(Gestellte Aufgabe 1):
Beantworte die folgenden Fragen zum Text über Essen und Diäten.
(a) Welcher Spruch wurde laut dem Text vor Jahren gelesen?
(b) Wovon war laut der Klammerbemerkung in keinem einzigen Märchen vom Schlaraffenland die Rede?
(c) Was soll man neben den Waagen außerdem wegwerfen?

### Angezeigter Textauszug

Und überhaupt: fat acceptance – was für ein Wort. Ein hungernder Mensch der dritten
Welt, der zusehen muß, wie seine Felder mit Gensaatgut für den Export
bestellt werden, obwohl er dringend Nahrung fürs Überleben bräuchte, hat
dafür sicher vollstes Verständnis.
Tja, und nun?
Werft eure Waagen weg, schafft euch keine neue an, werft die Diätratgeber, Bücher und Eiweißshakes weg, eßt was ihr braucht, und gut ist.
Vor Jahren habe ich einen klugen Spruch gelesen: lebe nicht um zu essen – sondern iß um zu leben.
Ist dies am Ende das Grundproblem? Daß soviele moderne
Wohlstandsmenschen einen großen Teil ihres Wohlstands dadurch
definieren, jederzeit soviel essen zu können, wie sie wollten? Und das
auch tun (willkommen im Schlaraffenland!) – und nun über die Folgen
klagen. (Aber in keinem einzigen Märchen vom Schlaraffenland war die
Rede davon, daß dort Waagen stünden…)
Wobei bei obigem Satz egal zu sein scheint, ob jemand übergewichtig
ist oder nicht – die ständige Beschäftigung mit dem Problem, was man
gegessen hat, gerade ißt und gleich essen wird, ist zutiefst ungesund. Vielleicht könnte man durch die Abschaffung der ungesunden
Beschäftigung mit sich selbst und seinem Aussehen, das einem völlig
willkürlichen Modediktat folgt, seinen eigenen kleinen Beitrag zur
Verminderung des Welthungers leisten.

######
### Gespeicherte Daten

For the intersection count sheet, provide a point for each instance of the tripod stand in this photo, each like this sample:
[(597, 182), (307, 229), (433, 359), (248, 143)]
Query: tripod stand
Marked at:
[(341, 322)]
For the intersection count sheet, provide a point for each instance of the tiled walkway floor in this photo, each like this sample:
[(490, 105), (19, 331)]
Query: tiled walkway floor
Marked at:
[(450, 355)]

######
### Gespeicherte Daten

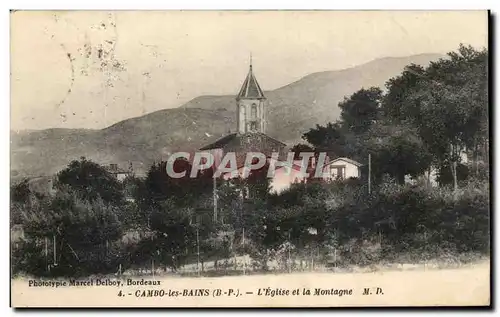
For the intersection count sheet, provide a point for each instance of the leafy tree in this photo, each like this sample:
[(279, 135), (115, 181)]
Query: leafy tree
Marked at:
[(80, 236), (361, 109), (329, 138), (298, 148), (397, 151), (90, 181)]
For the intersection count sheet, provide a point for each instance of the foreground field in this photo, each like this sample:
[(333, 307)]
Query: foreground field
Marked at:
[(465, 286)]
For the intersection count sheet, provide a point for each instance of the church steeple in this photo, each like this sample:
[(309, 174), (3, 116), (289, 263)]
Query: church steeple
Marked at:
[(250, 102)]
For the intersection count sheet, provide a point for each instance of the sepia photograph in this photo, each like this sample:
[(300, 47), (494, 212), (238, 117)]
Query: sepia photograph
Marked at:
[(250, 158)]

######

(Gestellte Aufgabe 2): Gib jede Zeile der Daten an, die die Zeichenfolge „walkway“ enthält, und beachte dabei die Groß- und Kleinschreibung.

(Antwort 1):
(a) „lebe nicht um zu essen – sondern iß um zu leben.“
(b) Davon, dass dort Waagen stünden.
(c) Die Diätratgeber, Bücher und Eiweißshakes.

(Antwort 2):
For the intersection count sheet, provide a point for each instance of the tiled walkway floor in this photo, each like this sample:
Query: tiled walkway floor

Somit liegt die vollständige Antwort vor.